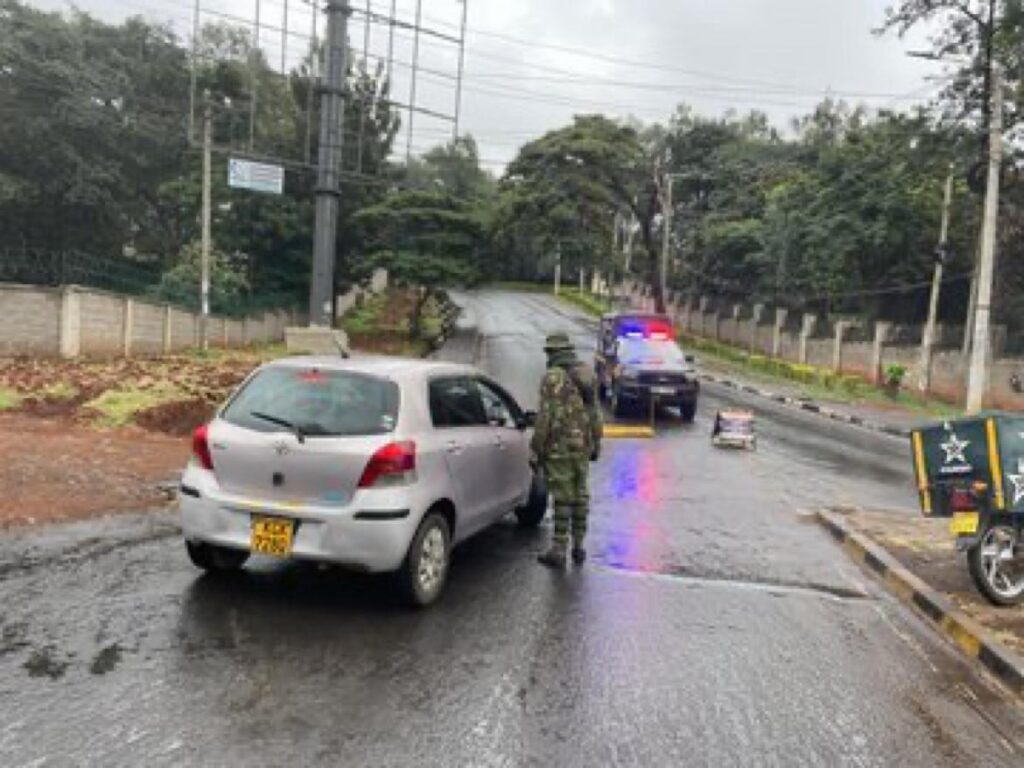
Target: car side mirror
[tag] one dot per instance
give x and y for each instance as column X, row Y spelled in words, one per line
column 527, row 420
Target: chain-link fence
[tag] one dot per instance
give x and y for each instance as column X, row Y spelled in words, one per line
column 124, row 275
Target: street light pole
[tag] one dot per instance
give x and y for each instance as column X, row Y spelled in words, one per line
column 462, row 62
column 329, row 165
column 204, row 316
column 928, row 341
column 978, row 370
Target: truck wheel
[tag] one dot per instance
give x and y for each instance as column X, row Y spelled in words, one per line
column 531, row 513
column 996, row 565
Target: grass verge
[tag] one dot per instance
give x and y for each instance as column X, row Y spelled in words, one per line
column 813, row 382
column 118, row 408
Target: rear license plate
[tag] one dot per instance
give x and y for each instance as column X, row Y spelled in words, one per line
column 271, row 536
column 964, row 523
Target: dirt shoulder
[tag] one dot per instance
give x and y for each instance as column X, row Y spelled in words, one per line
column 81, row 438
column 53, row 469
column 926, row 548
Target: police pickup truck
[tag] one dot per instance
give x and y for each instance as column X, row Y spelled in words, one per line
column 639, row 365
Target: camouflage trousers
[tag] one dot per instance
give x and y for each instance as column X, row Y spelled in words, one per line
column 566, row 478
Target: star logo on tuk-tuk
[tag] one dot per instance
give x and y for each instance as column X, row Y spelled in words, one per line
column 1018, row 481
column 954, row 449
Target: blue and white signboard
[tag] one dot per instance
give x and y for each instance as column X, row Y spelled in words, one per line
column 245, row 174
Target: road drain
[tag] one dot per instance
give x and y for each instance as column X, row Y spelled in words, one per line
column 776, row 587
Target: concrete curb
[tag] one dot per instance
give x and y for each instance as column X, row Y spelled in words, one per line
column 964, row 632
column 809, row 407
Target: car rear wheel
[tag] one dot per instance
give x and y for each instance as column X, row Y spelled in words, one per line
column 425, row 570
column 215, row 559
column 688, row 411
column 531, row 513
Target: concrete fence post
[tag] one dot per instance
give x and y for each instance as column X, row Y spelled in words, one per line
column 806, row 331
column 841, row 328
column 776, row 338
column 883, row 330
column 70, row 340
column 127, row 327
column 759, row 310
column 168, row 329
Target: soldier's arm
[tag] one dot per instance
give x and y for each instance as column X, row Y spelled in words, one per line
column 542, row 431
column 594, row 416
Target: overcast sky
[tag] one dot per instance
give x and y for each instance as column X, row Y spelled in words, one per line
column 530, row 65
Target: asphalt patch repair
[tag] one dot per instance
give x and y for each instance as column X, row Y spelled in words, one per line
column 918, row 561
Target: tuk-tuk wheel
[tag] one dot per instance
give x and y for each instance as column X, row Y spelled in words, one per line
column 996, row 564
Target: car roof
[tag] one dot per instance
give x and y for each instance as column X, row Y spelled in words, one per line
column 386, row 367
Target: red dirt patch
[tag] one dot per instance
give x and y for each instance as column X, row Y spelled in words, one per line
column 178, row 418
column 53, row 470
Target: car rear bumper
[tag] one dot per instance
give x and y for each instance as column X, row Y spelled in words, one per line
column 372, row 537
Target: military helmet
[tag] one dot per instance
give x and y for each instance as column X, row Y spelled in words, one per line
column 557, row 342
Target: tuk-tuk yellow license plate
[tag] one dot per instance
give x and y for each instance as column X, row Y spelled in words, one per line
column 964, row 523
column 271, row 536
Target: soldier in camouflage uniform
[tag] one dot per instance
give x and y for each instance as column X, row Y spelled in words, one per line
column 566, row 438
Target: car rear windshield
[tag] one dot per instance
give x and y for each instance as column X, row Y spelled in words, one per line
column 325, row 403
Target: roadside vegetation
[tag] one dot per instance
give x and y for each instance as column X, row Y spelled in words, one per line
column 400, row 322
column 837, row 212
column 812, row 382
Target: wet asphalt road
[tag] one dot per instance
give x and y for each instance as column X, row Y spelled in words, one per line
column 714, row 626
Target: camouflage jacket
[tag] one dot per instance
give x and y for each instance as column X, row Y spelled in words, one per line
column 568, row 419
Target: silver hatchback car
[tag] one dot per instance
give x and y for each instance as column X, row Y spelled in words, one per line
column 377, row 464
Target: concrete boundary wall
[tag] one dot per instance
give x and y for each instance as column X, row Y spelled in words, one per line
column 72, row 322
column 848, row 345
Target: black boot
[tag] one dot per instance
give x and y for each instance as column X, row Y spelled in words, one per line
column 554, row 557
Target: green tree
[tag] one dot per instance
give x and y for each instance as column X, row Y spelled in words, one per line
column 426, row 239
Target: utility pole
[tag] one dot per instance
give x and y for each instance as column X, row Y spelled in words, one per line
column 978, row 372
column 928, row 340
column 558, row 267
column 462, row 61
column 328, row 192
column 204, row 290
column 253, row 59
column 666, row 238
column 412, row 85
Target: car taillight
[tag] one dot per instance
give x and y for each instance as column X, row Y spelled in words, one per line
column 391, row 464
column 201, row 446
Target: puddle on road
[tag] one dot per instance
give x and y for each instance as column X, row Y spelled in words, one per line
column 777, row 588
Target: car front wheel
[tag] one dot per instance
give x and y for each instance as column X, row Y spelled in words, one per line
column 425, row 570
column 215, row 559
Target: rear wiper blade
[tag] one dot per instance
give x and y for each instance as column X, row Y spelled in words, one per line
column 299, row 433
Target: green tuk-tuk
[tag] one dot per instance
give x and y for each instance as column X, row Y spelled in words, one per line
column 972, row 471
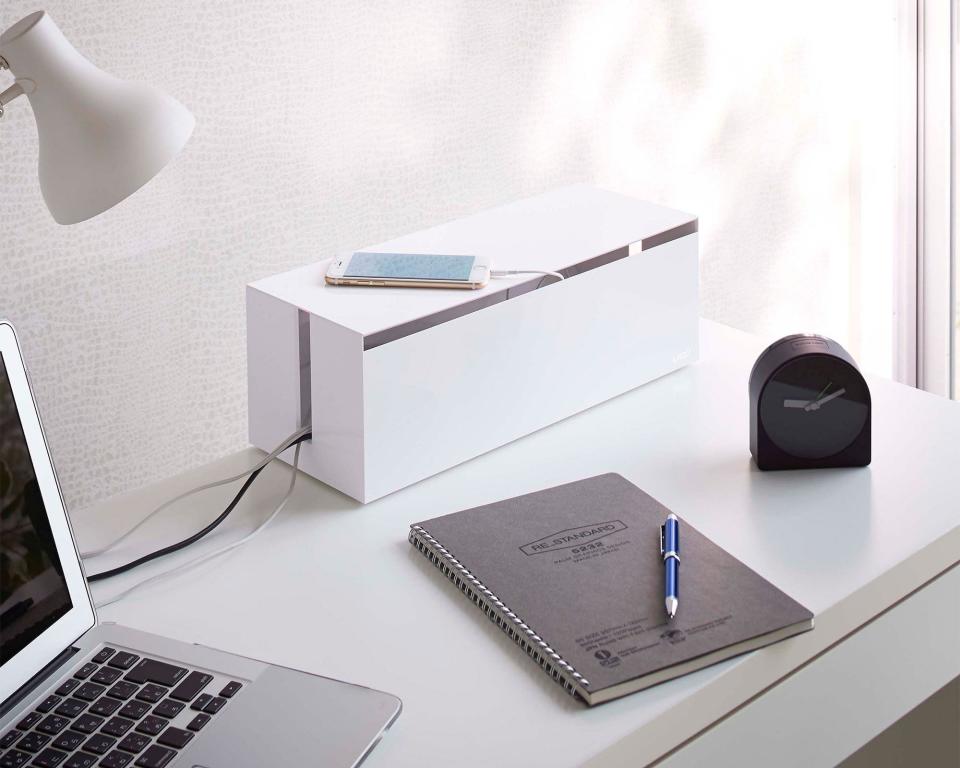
※
### [Prompt]
Locate every line in the records that contains the word "patch", and copy each of those lines in full.

### [Written reply]
Target: asphalt patch repair
Target: red dirt patch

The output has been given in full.